▶ **Activities**
1. What does the Shrine of the Book house, according to the text on Jerusalem museums?
2. Please carry on the text on Jerusalem museums, picking up right after its final sentence.

▶ **Text block**
##########
Top 22 Museums in Jerusalem

Jerusalem is brimming with world-class museums, most of which offer guided tours in English. Many of the major museums are clustered in the neighbourhood of Givat Ram in what is known as Museum Row, so it’s worth starting here before heading to other museums around the city.

Museum Row, Givat Ram

Israel Museum

Photo credit: Tim Hursley

Make sure to devote at least a day to the Israel Museum, regarded as one of the top ten museums in the world, in order to properly explore its huge collection of art, archaeological findings and Judaica. One of the major highlights of the Museum, and one of Jerusalem’s distinct landmarks is the Shrine of the Book, which houses many ancient manuscripts including the Dead Sea Scrolls. Other highlights include the Youth Wing, Fine Arts Wing, Archaeology Wing and the model of Jerusalem in the Second Temple era.
##########
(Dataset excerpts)
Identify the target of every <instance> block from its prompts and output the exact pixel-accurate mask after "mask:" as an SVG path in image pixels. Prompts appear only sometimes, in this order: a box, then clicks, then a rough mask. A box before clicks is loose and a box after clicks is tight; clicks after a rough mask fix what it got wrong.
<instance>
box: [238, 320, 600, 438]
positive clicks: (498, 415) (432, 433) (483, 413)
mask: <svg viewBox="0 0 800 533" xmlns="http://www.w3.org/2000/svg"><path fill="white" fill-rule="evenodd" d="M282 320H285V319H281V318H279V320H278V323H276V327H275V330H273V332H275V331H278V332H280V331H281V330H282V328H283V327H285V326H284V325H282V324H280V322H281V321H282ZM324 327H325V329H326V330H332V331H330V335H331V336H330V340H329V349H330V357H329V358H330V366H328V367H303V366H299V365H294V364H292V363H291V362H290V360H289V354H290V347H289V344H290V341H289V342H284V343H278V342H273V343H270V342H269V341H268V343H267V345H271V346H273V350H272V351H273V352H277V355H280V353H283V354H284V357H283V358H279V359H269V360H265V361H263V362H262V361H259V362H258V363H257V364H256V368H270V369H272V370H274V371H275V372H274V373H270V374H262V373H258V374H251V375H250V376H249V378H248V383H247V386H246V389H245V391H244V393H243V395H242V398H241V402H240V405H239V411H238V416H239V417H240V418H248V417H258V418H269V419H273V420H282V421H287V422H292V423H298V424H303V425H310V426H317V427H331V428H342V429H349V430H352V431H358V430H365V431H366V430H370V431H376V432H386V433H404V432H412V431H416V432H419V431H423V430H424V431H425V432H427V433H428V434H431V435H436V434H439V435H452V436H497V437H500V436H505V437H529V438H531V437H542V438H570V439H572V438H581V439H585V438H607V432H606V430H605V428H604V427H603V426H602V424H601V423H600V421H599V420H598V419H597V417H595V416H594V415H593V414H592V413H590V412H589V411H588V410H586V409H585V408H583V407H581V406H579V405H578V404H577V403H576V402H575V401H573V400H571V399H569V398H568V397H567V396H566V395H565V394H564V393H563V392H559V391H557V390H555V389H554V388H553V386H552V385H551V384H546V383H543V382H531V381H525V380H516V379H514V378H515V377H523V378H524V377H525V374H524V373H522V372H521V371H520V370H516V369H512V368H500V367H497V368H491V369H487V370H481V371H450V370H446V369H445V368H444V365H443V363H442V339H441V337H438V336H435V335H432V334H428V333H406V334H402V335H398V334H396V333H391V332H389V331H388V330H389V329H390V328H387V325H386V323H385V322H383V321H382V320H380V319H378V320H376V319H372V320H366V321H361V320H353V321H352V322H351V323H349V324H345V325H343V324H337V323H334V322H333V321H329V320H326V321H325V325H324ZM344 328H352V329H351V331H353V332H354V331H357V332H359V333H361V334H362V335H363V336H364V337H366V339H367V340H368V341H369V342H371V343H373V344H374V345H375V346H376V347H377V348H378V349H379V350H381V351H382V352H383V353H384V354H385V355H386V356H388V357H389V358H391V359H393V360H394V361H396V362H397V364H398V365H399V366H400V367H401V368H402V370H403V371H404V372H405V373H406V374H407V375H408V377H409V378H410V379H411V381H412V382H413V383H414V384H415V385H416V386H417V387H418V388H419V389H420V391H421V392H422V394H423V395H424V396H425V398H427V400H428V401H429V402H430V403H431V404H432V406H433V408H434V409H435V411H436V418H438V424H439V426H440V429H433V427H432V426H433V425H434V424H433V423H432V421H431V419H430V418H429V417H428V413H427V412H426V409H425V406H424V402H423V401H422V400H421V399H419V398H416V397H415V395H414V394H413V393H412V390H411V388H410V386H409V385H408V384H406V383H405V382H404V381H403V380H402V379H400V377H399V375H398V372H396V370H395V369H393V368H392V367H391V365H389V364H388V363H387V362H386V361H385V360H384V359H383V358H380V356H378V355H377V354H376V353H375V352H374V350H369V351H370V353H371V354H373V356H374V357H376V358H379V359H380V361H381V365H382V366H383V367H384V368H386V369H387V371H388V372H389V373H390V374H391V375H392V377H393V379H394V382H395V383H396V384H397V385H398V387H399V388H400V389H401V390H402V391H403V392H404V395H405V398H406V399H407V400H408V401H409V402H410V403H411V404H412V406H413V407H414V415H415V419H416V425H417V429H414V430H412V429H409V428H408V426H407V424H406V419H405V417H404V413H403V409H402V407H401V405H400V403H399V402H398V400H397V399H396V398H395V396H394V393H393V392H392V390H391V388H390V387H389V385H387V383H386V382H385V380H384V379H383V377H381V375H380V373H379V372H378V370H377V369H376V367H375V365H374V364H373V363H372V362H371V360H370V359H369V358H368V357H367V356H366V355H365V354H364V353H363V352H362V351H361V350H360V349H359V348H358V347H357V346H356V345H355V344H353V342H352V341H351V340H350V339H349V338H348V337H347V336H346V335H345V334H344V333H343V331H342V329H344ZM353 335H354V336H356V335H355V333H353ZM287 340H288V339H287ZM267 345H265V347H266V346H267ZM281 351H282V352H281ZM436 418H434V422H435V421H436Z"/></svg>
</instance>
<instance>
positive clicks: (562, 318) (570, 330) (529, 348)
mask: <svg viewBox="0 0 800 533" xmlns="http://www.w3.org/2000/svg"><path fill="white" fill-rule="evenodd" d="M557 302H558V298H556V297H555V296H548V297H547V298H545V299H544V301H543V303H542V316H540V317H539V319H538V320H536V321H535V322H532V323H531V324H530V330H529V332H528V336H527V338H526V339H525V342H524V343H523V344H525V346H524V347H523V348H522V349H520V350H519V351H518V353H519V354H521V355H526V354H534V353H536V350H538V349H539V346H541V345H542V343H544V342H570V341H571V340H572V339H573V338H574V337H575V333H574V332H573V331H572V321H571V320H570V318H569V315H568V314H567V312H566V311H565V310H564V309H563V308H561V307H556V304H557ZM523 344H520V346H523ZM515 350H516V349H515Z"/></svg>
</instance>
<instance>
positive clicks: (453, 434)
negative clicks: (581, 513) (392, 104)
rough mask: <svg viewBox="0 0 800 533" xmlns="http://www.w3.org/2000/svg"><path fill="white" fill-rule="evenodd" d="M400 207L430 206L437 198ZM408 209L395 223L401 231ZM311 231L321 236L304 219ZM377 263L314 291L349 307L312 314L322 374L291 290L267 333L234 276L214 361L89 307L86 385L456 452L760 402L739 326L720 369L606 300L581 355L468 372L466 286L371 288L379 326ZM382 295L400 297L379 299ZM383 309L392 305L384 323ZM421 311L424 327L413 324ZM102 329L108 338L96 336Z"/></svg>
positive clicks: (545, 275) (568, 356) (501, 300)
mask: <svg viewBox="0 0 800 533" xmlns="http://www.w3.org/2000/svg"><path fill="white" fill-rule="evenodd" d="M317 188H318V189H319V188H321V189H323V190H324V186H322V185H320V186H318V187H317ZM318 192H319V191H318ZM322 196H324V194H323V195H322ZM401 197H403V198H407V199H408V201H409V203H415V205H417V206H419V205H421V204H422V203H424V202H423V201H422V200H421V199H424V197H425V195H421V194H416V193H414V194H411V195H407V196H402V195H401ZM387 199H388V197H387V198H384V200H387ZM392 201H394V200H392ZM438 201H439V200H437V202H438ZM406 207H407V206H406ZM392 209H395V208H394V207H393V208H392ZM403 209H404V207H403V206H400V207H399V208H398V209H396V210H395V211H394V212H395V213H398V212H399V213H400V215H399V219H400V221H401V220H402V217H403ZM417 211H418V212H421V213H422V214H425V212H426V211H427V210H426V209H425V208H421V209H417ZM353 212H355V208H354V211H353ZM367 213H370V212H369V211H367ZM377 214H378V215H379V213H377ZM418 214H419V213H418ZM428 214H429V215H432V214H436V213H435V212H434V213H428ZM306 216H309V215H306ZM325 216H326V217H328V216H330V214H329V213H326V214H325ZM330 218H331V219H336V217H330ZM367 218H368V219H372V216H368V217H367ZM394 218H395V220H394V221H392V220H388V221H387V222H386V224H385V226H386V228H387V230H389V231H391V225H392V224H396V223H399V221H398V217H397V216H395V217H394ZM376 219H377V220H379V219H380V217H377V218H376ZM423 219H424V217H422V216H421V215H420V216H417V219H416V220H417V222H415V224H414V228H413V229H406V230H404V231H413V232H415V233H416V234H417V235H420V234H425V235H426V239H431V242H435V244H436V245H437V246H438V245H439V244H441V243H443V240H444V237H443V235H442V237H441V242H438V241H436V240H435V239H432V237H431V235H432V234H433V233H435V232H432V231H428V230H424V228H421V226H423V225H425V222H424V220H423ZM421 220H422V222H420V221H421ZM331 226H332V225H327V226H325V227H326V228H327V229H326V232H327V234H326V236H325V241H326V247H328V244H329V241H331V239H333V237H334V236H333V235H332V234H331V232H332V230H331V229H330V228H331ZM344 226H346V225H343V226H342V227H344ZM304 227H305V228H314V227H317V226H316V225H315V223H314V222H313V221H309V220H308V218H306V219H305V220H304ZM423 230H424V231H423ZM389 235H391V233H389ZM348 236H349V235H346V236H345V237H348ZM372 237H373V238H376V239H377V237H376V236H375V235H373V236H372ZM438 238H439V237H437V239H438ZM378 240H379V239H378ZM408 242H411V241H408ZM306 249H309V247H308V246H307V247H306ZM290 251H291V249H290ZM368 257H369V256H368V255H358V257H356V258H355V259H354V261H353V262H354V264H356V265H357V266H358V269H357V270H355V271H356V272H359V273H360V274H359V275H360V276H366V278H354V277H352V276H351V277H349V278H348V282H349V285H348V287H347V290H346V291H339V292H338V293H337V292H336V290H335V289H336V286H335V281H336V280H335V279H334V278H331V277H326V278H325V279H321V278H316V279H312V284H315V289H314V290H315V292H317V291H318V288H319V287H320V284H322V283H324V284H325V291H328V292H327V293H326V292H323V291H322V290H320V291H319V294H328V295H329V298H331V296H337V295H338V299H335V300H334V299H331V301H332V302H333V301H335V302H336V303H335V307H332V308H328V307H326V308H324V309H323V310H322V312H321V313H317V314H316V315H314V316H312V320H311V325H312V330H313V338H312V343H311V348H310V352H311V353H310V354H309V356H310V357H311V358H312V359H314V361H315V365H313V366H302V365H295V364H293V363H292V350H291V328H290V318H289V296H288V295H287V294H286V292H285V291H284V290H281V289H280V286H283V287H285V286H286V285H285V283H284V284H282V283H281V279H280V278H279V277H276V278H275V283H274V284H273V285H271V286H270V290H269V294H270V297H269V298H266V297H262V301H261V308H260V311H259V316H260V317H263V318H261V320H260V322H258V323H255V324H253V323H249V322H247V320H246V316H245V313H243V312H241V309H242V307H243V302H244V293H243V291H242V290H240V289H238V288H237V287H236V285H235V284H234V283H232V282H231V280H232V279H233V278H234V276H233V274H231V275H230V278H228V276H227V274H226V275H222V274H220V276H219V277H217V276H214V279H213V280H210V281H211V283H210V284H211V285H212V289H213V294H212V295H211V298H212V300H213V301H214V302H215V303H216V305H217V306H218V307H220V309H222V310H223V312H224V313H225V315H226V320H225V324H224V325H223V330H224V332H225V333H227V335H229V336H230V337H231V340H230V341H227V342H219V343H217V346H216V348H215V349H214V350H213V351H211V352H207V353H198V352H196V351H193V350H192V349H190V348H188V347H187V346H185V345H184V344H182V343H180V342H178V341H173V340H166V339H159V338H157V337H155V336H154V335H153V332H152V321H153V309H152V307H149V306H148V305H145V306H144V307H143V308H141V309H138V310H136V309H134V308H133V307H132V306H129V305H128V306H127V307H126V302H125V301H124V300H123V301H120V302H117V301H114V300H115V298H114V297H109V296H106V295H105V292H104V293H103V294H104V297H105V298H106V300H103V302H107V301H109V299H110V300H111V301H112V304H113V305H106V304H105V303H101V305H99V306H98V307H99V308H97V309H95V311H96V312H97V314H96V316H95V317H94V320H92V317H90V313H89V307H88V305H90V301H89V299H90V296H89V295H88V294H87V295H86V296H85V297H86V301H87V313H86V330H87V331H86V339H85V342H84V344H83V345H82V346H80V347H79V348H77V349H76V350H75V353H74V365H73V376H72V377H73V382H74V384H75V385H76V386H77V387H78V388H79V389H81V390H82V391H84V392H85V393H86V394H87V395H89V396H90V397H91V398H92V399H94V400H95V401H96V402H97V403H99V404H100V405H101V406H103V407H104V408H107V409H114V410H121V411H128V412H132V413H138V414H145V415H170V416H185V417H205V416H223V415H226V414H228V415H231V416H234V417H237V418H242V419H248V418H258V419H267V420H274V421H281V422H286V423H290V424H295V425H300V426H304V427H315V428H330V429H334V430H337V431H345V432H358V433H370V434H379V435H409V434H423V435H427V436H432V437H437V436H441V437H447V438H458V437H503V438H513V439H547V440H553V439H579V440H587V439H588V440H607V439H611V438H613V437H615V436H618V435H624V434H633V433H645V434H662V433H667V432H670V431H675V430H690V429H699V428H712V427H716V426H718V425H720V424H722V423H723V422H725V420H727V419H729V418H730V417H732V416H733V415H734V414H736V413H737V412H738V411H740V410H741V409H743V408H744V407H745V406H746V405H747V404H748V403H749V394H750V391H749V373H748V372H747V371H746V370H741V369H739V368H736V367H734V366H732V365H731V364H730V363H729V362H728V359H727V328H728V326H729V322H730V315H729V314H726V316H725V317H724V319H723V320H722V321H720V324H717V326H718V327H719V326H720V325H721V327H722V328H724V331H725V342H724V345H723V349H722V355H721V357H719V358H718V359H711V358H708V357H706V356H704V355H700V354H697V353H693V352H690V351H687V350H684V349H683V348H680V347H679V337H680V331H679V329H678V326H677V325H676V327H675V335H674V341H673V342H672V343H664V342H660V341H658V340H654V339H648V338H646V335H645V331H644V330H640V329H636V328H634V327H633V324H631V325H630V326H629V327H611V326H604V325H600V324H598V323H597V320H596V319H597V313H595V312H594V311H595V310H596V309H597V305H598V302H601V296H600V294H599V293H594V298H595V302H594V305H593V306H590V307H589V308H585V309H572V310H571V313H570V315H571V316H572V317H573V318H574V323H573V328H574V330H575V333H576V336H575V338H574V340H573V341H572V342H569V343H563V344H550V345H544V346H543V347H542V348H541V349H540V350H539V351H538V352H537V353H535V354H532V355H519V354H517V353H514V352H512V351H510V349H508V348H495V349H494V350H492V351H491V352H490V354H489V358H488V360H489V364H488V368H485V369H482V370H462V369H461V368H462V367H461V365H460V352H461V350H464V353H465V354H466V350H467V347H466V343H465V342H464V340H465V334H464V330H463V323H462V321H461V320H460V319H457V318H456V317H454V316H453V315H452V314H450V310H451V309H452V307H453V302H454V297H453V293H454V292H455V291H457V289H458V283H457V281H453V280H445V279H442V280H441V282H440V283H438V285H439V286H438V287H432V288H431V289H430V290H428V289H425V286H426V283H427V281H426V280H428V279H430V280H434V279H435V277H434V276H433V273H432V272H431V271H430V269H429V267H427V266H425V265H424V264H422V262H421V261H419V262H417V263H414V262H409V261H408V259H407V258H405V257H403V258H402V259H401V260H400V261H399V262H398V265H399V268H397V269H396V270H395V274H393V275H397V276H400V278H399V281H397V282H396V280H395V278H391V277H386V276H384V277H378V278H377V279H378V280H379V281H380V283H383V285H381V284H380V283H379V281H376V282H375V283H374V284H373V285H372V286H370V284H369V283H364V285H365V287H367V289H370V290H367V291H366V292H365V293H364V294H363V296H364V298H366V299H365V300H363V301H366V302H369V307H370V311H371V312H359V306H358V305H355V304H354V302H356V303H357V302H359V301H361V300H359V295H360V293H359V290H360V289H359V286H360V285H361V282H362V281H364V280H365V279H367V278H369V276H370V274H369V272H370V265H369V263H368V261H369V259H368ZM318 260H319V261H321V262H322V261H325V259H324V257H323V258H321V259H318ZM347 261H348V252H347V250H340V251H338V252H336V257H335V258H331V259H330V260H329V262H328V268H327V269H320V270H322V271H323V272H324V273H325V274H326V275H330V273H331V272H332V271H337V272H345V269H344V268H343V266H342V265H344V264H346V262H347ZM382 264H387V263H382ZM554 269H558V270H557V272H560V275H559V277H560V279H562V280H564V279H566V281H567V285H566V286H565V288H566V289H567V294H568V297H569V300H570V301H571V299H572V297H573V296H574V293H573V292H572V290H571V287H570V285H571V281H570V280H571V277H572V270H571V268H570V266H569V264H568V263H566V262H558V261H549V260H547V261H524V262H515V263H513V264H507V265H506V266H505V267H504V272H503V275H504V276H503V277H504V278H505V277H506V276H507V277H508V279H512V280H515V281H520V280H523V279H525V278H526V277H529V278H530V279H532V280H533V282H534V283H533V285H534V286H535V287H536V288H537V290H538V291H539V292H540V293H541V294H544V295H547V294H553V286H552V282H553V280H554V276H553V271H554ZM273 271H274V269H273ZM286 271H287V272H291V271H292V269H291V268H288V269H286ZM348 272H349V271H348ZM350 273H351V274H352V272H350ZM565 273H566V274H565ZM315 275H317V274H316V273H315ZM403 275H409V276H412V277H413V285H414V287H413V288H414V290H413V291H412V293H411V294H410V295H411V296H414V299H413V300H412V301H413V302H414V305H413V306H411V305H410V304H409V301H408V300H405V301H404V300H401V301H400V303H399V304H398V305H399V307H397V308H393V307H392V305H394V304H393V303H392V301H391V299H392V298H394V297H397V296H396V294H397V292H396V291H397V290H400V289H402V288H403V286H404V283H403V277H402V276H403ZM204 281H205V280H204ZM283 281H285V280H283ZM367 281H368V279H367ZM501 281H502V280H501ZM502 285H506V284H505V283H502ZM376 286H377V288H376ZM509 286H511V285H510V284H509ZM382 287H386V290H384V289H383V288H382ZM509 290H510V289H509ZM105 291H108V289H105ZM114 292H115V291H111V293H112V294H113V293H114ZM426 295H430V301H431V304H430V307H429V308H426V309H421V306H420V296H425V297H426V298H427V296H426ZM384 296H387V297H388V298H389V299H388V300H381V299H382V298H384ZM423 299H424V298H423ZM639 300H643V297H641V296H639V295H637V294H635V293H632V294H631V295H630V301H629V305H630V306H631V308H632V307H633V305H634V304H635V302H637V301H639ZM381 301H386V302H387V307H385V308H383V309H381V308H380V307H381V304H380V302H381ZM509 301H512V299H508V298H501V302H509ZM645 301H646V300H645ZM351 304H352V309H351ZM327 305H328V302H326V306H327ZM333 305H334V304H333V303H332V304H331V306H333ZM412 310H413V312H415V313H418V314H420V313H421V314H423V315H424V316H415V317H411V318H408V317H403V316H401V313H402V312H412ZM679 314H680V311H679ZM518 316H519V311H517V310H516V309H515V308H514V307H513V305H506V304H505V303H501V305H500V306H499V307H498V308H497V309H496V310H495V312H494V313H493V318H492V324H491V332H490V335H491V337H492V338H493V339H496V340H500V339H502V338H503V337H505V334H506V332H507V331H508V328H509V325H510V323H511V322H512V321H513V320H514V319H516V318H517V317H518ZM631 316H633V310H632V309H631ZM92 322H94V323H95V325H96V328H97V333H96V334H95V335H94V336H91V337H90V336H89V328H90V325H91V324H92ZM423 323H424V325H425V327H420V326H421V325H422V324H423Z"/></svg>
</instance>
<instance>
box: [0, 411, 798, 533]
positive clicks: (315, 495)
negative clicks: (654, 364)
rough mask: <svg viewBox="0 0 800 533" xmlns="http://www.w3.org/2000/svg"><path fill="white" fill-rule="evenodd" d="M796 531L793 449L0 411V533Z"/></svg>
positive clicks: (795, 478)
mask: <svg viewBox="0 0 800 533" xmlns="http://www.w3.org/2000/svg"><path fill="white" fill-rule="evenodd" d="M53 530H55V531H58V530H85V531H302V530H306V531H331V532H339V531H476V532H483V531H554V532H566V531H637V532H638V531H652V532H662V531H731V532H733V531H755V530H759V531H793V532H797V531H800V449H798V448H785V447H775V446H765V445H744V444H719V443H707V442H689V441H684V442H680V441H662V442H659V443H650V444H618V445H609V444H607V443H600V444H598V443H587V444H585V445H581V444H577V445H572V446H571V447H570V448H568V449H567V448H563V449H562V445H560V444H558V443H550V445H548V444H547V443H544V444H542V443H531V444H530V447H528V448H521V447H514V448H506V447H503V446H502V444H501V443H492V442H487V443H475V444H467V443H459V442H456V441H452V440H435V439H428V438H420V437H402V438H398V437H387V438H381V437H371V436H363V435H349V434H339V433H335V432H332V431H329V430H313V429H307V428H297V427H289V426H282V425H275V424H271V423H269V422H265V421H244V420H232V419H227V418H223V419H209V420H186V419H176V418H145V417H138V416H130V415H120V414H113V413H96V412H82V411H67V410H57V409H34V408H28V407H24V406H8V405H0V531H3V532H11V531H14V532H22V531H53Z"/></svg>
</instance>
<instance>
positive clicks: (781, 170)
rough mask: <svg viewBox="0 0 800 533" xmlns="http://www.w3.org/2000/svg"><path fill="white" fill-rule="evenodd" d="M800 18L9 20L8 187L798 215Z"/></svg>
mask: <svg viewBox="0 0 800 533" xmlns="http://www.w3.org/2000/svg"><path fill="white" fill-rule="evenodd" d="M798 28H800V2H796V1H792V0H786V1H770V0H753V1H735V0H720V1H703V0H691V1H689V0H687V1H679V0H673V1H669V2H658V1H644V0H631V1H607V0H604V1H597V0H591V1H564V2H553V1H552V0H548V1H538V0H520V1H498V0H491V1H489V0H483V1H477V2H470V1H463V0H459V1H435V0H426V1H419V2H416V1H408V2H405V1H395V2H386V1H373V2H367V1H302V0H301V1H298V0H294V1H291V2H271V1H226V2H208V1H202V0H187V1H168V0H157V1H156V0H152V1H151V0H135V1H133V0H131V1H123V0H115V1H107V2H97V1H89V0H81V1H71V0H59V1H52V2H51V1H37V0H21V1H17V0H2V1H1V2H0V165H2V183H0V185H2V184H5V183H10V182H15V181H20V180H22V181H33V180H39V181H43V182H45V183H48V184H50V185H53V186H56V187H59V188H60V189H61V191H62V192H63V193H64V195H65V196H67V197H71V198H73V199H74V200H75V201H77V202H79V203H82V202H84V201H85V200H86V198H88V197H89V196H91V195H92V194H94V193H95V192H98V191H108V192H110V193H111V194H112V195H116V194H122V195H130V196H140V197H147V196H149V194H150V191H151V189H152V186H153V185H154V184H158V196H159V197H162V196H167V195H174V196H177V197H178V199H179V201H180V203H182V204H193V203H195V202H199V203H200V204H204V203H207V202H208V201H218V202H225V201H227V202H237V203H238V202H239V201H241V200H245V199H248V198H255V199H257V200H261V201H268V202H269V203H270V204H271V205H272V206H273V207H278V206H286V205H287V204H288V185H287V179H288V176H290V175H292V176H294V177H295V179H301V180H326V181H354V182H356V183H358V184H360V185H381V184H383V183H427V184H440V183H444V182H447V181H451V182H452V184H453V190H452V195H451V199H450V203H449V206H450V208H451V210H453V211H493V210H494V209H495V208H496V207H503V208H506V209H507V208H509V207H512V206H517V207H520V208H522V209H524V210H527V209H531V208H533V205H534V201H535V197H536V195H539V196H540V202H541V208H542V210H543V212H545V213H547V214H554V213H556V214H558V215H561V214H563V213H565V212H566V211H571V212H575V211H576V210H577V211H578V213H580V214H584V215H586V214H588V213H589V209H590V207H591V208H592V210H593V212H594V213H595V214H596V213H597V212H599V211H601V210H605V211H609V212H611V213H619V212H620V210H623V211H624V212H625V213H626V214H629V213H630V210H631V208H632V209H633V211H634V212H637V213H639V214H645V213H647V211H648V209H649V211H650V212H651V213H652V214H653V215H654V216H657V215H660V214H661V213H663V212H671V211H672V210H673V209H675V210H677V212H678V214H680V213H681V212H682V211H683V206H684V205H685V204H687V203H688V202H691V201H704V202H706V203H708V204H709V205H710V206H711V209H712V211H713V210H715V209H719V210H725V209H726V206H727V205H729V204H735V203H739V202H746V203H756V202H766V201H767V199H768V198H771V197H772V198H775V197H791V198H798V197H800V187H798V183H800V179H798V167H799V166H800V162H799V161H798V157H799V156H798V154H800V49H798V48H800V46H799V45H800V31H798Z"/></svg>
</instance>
##########
▶ **Responses to the exercise**
1. It houses many ancient manuscripts, including the Dead Sea Scrolls.

2.
Address: 11 Ruppin Boulevard, Givat Ram

Bible Lands Museum

דור פזואלו Photo: Dor Pezzolo

Right next door to the Israel Museum, the Bible Lands Museum is the place to learn more about the various cultures in the Bible. A great place for families with children, the Museum’s galleries display thousands of artifacts and houses models of ancient Jerusalem and the pyramids at Giza.

Address: 25 Avraham Granot St, Jerusalem Phone: +972-72-3281846

Bloomfield Science Museum

Photo: Ariel Shrooster

Just down the road across from the Knesset and government buildings is the Bloomfield Science Museum, a wonderful place for a family outing. The Museum’s exhibits and interactive displays invite children and parents to touch and get actively involved.

Address: Museum Row, Jerusalem Phone: +972-72-3932797

German Colony and surrounds

L. A. Museum of Islamic Art

Situated at the top of Palmach Road, near the Jerusalem Theater, this Museum gives insight into the world of Islamic art with nine chronologically arranged galleries, and also features one of the premier collections of time pieces in the world -- the Sir David Salomons Collection. The Museum offers regular lectures, activities, performances and plays for the entire family. Guided tours are available.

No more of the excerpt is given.